++++ Dataset records

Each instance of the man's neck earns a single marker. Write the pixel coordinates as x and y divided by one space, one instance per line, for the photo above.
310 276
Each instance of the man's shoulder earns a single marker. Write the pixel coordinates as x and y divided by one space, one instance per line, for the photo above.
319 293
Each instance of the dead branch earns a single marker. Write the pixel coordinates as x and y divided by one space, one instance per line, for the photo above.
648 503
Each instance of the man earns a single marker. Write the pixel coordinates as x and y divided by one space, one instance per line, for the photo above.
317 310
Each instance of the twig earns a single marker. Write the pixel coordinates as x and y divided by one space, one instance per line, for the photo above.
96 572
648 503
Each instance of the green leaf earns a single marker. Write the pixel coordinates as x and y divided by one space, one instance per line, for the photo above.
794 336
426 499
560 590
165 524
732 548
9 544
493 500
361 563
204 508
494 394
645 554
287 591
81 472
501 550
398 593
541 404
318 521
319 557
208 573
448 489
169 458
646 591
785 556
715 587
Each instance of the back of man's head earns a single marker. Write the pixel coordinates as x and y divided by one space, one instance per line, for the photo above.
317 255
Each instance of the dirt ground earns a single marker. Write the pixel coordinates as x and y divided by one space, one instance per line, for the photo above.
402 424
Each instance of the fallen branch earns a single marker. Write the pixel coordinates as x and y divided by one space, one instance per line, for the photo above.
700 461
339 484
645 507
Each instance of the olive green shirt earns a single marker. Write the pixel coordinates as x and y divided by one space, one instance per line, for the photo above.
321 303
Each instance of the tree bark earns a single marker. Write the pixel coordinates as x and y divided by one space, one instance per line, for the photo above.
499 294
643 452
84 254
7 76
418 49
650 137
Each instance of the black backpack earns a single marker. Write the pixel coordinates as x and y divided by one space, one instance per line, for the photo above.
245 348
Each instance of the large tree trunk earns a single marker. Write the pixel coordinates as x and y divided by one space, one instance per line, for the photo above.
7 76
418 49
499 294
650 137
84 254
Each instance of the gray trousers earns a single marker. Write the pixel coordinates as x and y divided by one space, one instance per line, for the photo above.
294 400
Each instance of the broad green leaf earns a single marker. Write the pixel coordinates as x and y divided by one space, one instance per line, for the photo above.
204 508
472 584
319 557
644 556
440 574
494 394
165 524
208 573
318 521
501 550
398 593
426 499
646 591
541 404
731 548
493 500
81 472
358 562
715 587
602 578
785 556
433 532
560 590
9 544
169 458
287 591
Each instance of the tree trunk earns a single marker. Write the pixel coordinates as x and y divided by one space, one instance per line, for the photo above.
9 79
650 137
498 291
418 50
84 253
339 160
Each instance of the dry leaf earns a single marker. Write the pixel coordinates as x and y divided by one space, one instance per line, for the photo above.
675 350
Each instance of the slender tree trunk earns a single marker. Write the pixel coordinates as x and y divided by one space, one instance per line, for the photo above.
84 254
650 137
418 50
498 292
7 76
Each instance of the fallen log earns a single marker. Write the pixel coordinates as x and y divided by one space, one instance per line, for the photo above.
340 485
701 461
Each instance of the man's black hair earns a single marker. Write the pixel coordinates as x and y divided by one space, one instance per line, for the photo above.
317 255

++++++++

■ **What you have to do**:
Please repeat the rows starting at the line that contains "Each instance of the dry" and ending at the last row, swapping every "single marker" for "single point" and leaving everything else unchanged.

■ **Solved problem**:
Each instance of the dry leaf earns a single point. Write the pixel coordinates as x and y divided by one space, one instance per line, for the photo above.
675 350
Each instance of the slender tree trunk earns a single point. Write the pixel coordinates as x and y divided by one space, one instance per line, for the photo above.
84 254
650 137
418 50
498 292
7 76
Each instance of the fallen log earns a single point. Write the pixel coordinates as x and y divided by one space, one instance per line, for the photo above.
340 485
701 461
Each instance of the man's black hair earns a single point. Write the pixel coordinates as x and y divided by one space, one instance per line, for the photo above.
317 255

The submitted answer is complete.